Exercise goal
Write out all of the data without omission, exactly as shown.

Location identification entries
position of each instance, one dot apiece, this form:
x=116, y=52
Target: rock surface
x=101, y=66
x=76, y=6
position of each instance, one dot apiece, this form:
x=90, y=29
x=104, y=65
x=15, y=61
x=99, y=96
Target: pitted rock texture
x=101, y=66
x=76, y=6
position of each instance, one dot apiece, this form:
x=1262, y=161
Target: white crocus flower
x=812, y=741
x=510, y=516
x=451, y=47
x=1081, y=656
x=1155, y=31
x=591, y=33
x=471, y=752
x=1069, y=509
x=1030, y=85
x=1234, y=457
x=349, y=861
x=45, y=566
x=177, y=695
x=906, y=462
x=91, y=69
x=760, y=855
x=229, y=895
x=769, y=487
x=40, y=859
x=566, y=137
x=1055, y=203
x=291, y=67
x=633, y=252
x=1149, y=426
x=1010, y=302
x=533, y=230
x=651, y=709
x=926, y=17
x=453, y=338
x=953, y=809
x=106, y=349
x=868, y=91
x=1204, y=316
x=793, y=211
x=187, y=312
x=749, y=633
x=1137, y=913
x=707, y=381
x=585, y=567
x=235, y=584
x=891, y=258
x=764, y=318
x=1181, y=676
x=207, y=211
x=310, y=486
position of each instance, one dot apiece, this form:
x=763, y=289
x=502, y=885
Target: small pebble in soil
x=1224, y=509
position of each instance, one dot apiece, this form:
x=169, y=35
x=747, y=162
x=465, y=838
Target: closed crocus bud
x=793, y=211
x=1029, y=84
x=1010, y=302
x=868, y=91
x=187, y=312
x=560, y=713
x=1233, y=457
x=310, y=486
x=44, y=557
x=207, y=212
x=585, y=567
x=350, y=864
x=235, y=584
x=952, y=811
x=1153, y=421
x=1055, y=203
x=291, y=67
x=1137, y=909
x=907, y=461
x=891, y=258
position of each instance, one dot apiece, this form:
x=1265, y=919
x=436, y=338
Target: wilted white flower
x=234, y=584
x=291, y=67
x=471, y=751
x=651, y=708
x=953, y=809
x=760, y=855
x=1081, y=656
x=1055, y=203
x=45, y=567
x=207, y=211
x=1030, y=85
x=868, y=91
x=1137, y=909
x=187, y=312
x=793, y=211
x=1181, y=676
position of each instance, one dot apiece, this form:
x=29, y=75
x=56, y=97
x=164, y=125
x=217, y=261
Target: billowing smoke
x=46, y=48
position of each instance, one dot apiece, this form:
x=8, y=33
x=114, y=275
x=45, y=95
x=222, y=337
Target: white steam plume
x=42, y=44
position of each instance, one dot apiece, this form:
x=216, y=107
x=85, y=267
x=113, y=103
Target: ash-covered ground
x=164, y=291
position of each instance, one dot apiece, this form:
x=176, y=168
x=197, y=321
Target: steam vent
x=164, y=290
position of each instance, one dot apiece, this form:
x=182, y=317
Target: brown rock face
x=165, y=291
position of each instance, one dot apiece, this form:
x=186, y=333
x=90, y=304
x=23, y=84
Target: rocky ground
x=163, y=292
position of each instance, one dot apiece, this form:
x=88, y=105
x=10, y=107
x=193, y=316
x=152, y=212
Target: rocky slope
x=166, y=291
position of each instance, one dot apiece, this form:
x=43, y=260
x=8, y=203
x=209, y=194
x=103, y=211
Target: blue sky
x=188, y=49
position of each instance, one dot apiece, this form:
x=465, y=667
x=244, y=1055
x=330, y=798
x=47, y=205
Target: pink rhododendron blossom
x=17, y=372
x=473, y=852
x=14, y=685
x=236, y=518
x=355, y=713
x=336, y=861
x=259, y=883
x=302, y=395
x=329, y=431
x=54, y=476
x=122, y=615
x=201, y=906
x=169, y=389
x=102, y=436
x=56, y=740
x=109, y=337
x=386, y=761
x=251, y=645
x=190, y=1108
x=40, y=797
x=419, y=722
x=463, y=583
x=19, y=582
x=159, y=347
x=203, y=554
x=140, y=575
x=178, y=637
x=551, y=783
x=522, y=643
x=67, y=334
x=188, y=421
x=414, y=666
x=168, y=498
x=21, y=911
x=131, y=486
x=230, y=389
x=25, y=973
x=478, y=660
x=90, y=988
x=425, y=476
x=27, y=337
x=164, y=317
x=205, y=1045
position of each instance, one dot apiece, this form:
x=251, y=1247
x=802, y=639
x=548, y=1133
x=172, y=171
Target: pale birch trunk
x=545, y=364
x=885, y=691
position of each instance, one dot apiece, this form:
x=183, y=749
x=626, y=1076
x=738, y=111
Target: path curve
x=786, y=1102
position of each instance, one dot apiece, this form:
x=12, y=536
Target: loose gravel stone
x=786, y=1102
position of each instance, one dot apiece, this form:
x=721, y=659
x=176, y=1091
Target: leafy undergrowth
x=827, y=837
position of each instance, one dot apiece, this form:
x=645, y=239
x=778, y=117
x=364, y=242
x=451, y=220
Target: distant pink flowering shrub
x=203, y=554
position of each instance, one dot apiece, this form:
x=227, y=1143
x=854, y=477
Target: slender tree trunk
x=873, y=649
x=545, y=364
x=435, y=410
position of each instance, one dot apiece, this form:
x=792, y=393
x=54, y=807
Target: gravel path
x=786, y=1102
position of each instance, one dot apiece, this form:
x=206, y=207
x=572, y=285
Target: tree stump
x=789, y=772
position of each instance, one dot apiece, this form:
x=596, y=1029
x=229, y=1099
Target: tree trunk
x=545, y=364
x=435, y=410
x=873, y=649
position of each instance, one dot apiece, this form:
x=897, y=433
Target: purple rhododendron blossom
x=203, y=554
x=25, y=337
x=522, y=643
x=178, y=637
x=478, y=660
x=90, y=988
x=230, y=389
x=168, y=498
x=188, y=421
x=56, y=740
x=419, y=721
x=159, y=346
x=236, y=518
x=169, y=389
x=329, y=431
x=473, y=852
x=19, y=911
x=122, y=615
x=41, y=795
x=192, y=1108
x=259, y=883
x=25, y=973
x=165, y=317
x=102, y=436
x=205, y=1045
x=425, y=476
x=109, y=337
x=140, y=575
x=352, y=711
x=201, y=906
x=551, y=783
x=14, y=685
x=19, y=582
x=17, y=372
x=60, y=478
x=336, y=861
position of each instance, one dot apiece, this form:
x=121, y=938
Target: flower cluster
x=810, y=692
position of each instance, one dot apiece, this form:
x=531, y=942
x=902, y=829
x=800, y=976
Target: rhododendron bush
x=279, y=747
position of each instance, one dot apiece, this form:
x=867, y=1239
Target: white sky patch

Task response
position of each instance, one dot apiece, this form:
x=116, y=52
Target: rock surface
x=101, y=66
x=76, y=6
position of each instance, one dot apiece, this form:
x=90, y=29
x=104, y=65
x=15, y=61
x=99, y=96
Target: pitted rock texture
x=101, y=66
x=76, y=6
position of each instance, one dot apiece, this form:
x=1262, y=161
Target: white crocus flower
x=812, y=741
x=510, y=516
x=451, y=47
x=1081, y=656
x=1155, y=31
x=591, y=33
x=471, y=752
x=1069, y=509
x=1030, y=85
x=1234, y=457
x=349, y=861
x=45, y=566
x=177, y=695
x=906, y=462
x=91, y=69
x=760, y=855
x=229, y=895
x=769, y=487
x=40, y=859
x=566, y=137
x=1055, y=203
x=291, y=67
x=633, y=252
x=1149, y=426
x=1010, y=302
x=533, y=230
x=651, y=709
x=926, y=17
x=453, y=338
x=953, y=809
x=106, y=349
x=868, y=91
x=1204, y=316
x=793, y=211
x=187, y=312
x=749, y=633
x=1137, y=913
x=707, y=381
x=585, y=567
x=235, y=584
x=891, y=258
x=764, y=318
x=1181, y=676
x=207, y=211
x=310, y=486
position of each instance, one dot apiece, this form:
x=763, y=289
x=502, y=885
Target: small pebble in soil
x=1224, y=509
position of each instance, one dot apiece, this form:
x=169, y=35
x=747, y=162
x=465, y=838
Target: closed crocus bud
x=793, y=211
x=1029, y=84
x=1010, y=302
x=868, y=91
x=187, y=312
x=560, y=713
x=1233, y=457
x=310, y=486
x=44, y=557
x=207, y=212
x=585, y=567
x=350, y=864
x=235, y=584
x=952, y=811
x=1153, y=421
x=1055, y=203
x=291, y=67
x=1137, y=909
x=907, y=461
x=891, y=258
position of each instance, one dot apiece, this form:
x=1265, y=919
x=436, y=338
Target: wilted white flower
x=234, y=584
x=291, y=67
x=471, y=751
x=651, y=708
x=953, y=809
x=760, y=855
x=1081, y=656
x=1055, y=203
x=45, y=567
x=207, y=211
x=1030, y=85
x=868, y=91
x=1137, y=909
x=187, y=312
x=793, y=211
x=1181, y=676
position of each instance, one dot apiece, this form:
x=29, y=75
x=56, y=97
x=164, y=125
x=217, y=261
Target: billowing smoke
x=46, y=48
position of each instance, one dot apiece, this form:
x=8, y=33
x=114, y=275
x=45, y=95
x=222, y=337
Target: white steam plume
x=42, y=44
position of each instance, one dot apiece, this form:
x=216, y=107
x=85, y=267
x=113, y=103
Target: ash-covered ground
x=164, y=291
position of each instance, one dot apiece, this form:
x=176, y=168
x=197, y=321
Target: steam vent
x=164, y=290
position of each instance, one dot apiece, this form:
x=182, y=317
Target: brown rock face
x=165, y=291
position of each instance, one dot apiece, this form:
x=186, y=333
x=90, y=304
x=23, y=84
Target: rocky ground
x=163, y=292
position of each instance, one dot apiece, this form:
x=88, y=105
x=10, y=107
x=193, y=316
x=152, y=212
Target: rocky slope
x=166, y=291
position of each instance, one dot apiece, this form:
x=43, y=260
x=8, y=203
x=209, y=194
x=103, y=211
Target: blue sky
x=188, y=49
position of each instance, one dot apiece, this form:
x=465, y=667
x=244, y=1055
x=330, y=798
x=47, y=205
Target: pink rhododendron blossom
x=17, y=372
x=473, y=852
x=14, y=685
x=236, y=518
x=355, y=713
x=336, y=861
x=259, y=883
x=302, y=395
x=329, y=431
x=54, y=476
x=122, y=615
x=201, y=906
x=169, y=389
x=102, y=436
x=56, y=740
x=109, y=337
x=386, y=761
x=251, y=645
x=190, y=1108
x=40, y=797
x=419, y=722
x=463, y=583
x=19, y=582
x=159, y=347
x=203, y=554
x=140, y=575
x=178, y=637
x=551, y=783
x=522, y=643
x=67, y=334
x=188, y=421
x=414, y=666
x=168, y=498
x=21, y=911
x=131, y=486
x=230, y=389
x=25, y=973
x=478, y=660
x=90, y=988
x=425, y=476
x=27, y=337
x=164, y=317
x=205, y=1045
position of each instance, one dot apiece, this form:
x=251, y=1247
x=802, y=639
x=548, y=1133
x=172, y=171
Target: pale birch trunk
x=545, y=364
x=885, y=691
position of each instance, one dot apiece, this form:
x=183, y=749
x=626, y=1076
x=738, y=111
Target: path curve
x=786, y=1102
position of each instance, one dot apiece, this form:
x=12, y=536
Target: loose gravel stone
x=786, y=1102
position of each instance, one dot apiece, this form:
x=721, y=659
x=176, y=1091
Target: leafy undergrowth
x=827, y=837
position of each instance, one dot apiece, this form:
x=645, y=239
x=778, y=117
x=364, y=242
x=451, y=220
Target: distant pink flowering shrub
x=203, y=554
position of each instance, one dot apiece, this form:
x=227, y=1143
x=854, y=477
Target: slender tree trunk
x=873, y=649
x=545, y=364
x=435, y=410
position of each instance, one dot apiece, this form:
x=792, y=393
x=54, y=807
Target: gravel path
x=786, y=1102
position of each instance, one dot apiece, this form:
x=206, y=207
x=572, y=285
Target: tree stump
x=789, y=772
position of each instance, one dot apiece, this form:
x=596, y=1029
x=229, y=1099
Target: tree trunk
x=545, y=364
x=435, y=410
x=873, y=649
position of each instance, one dot apiece, this form:
x=897, y=433
Target: purple rhododendron blossom
x=203, y=554
x=25, y=337
x=522, y=643
x=178, y=637
x=478, y=660
x=90, y=988
x=230, y=389
x=168, y=498
x=188, y=421
x=56, y=740
x=419, y=721
x=159, y=346
x=236, y=518
x=169, y=389
x=329, y=431
x=473, y=852
x=19, y=911
x=122, y=615
x=41, y=795
x=192, y=1108
x=259, y=883
x=25, y=973
x=165, y=317
x=102, y=436
x=205, y=1045
x=425, y=476
x=109, y=337
x=140, y=575
x=352, y=711
x=201, y=906
x=551, y=783
x=14, y=685
x=19, y=582
x=17, y=372
x=60, y=478
x=336, y=861
position of each instance, one dot apiece, this form:
x=121, y=938
Target: flower cluster
x=810, y=692
position of each instance, one dot apiece, this form:
x=531, y=942
x=902, y=829
x=800, y=976
Target: rhododendron bush
x=279, y=747
position of each instance, one dot apiece, this form:
x=867, y=1239
Target: white sky patch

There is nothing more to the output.